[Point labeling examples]

##############################

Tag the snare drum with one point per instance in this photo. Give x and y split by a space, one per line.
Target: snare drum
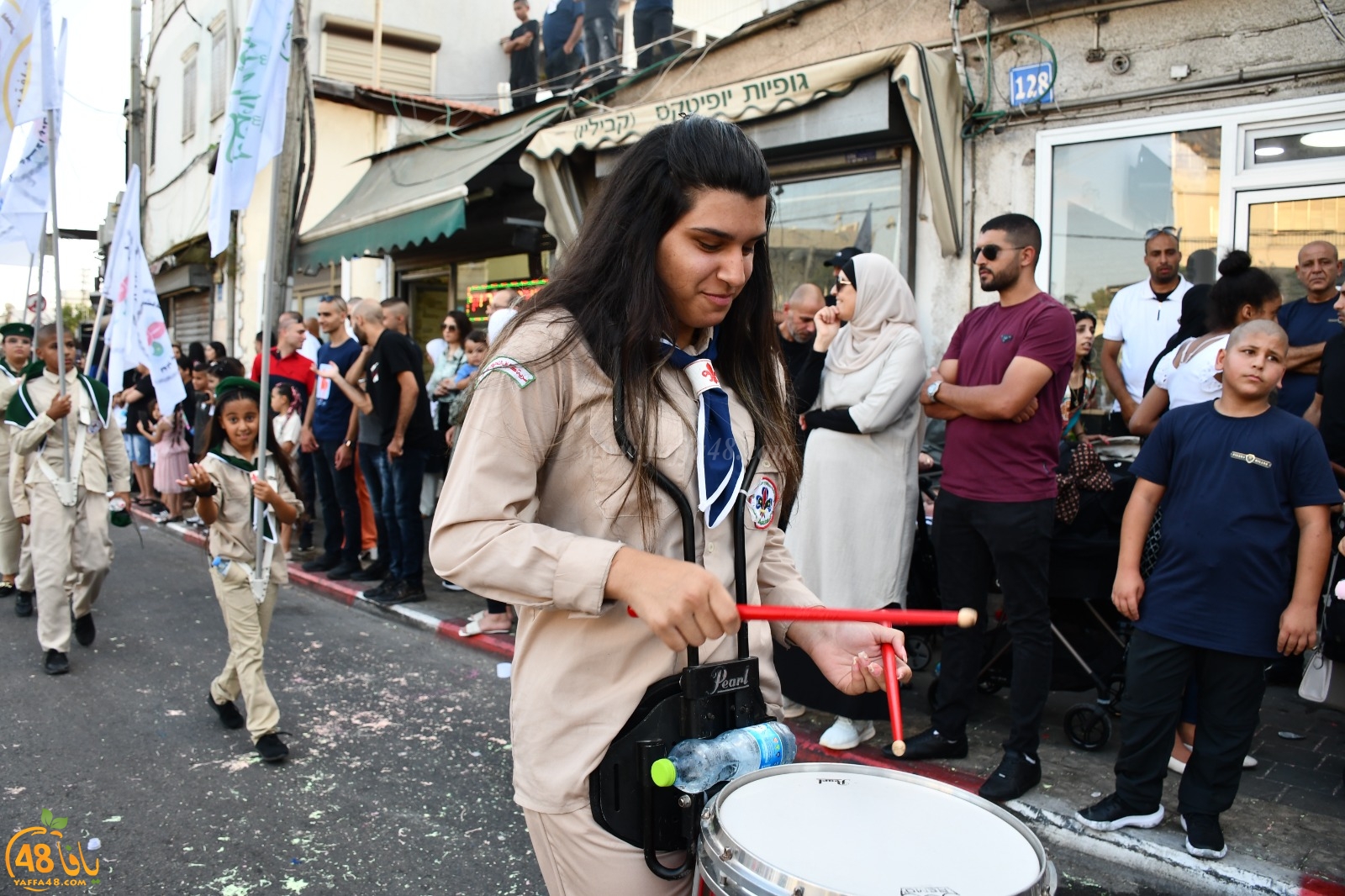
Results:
822 829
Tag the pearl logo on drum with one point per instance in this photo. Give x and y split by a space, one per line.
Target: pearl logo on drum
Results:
724 683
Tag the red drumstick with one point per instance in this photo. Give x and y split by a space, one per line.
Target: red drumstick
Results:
965 618
889 670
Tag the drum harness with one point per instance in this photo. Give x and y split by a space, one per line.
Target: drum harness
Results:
701 701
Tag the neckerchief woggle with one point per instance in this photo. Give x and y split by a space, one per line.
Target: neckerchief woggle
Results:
719 463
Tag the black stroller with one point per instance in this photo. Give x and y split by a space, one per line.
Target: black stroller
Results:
1091 636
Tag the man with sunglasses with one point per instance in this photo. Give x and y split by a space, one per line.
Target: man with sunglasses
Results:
1141 320
1000 387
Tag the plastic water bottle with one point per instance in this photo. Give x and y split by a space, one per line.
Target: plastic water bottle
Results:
694 766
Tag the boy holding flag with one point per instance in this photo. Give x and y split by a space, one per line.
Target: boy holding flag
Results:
69 513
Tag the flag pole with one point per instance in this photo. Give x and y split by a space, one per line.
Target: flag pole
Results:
282 170
55 275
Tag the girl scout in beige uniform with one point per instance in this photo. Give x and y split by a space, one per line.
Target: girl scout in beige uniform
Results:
542 508
226 483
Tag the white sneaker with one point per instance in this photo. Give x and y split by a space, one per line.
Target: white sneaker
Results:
844 735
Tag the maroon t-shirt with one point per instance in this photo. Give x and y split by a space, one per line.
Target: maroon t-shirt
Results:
997 459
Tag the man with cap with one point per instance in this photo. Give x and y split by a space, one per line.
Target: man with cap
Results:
18 346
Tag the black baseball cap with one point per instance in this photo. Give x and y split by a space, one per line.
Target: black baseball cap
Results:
842 256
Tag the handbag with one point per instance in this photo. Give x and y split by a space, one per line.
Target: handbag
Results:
1324 681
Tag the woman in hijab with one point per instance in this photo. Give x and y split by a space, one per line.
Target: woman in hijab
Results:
852 532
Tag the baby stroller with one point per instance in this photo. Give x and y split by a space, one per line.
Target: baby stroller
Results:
1091 636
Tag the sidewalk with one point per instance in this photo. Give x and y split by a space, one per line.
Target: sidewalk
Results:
1286 831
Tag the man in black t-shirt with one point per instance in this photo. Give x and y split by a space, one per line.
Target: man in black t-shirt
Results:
521 47
396 383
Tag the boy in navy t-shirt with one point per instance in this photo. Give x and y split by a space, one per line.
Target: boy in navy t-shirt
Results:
1239 483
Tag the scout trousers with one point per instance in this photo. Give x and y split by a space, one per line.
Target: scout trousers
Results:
248 625
66 540
580 858
974 542
1231 689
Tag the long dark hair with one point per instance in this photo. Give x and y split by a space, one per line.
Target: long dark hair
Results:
1239 284
215 436
609 284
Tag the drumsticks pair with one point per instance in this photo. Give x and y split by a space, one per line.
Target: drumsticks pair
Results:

##############################

# PROMPT
Everything from the line containing "Tag the baby" to the end of the data above should be quoted exactly, please, both ends included, and nothing outside that span.

# WRITTEN ANSWER
Tag the baby stroller with one point per instance in this photo. Give x and y split by a space, one per line.
Target: baby stroller
Results:
1091 636
Tag the sidewalk with one point per instance in this photo. Give x and y split by a space, one per line.
Target: sidewalk
Results:
1286 831
Tag the man in black t-shirt with one point per instance in this photo. Give x and y split by a space, one per line.
Target: man in black t-shirt
Results:
521 47
396 383
Tag the boy in navy t-shirt with one point per instance in this photo. Give x and y split by a space, one per line.
Target: boy in navy t-shirt
Results:
1239 483
Tag the scout trousers with one point per instance in this photo. Give x and y split by a space, one per line.
Target: scout trousers
Results:
248 625
66 540
580 858
974 542
1231 689
Tag the long dark hair with one point per instance in this photo. Give x and y split by a space, one per line.
Target: long dark hair
Results:
1239 284
215 436
609 284
Tag the drumsticks pair with one point per instance in this photo. Give x and y split by a space, one per line.
Target: drumsticks pair
Results:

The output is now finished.